__Saved entries__:
+ + +
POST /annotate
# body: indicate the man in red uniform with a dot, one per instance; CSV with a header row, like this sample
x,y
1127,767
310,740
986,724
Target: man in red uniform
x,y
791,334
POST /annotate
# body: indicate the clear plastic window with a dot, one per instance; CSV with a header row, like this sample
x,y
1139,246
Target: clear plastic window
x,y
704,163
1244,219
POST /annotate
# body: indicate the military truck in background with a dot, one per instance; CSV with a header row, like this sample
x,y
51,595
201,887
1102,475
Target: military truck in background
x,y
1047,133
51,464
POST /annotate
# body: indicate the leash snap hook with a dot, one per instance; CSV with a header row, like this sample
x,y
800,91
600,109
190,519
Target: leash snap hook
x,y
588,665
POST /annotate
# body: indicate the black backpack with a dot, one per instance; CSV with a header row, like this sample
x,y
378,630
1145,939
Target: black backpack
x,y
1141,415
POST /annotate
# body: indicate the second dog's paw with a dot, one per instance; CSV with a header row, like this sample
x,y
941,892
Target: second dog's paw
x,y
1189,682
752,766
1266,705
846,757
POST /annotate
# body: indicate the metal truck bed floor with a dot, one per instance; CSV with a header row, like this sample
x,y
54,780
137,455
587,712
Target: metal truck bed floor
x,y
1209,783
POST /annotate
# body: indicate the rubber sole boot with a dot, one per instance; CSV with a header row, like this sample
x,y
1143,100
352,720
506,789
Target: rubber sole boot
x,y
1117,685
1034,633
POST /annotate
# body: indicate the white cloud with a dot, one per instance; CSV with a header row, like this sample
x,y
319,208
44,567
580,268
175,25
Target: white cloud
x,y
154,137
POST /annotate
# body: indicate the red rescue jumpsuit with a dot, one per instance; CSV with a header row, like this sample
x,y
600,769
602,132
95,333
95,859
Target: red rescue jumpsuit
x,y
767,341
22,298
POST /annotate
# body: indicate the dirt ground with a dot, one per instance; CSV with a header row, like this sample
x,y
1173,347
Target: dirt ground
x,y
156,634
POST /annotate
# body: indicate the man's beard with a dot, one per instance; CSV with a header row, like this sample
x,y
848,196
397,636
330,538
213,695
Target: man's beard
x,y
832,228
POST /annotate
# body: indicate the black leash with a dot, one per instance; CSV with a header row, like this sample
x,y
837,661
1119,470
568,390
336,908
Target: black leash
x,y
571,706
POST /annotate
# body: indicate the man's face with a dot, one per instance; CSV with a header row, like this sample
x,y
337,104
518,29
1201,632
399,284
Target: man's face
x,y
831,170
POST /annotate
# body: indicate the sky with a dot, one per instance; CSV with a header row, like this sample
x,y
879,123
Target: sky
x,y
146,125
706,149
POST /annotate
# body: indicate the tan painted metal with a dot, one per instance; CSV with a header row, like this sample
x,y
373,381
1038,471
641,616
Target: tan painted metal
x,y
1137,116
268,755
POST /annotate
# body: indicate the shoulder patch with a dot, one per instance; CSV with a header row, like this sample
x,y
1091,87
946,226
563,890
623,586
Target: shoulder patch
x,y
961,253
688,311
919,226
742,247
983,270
+ + +
Which lines in the saved entries contain the string "beard" with the same case? Copy out each of those lines in full.

__Result of the exercise__:
# body: indicate the man's beard with a dot, one per instance; CSV with a header row, like this sample
Target: man's beard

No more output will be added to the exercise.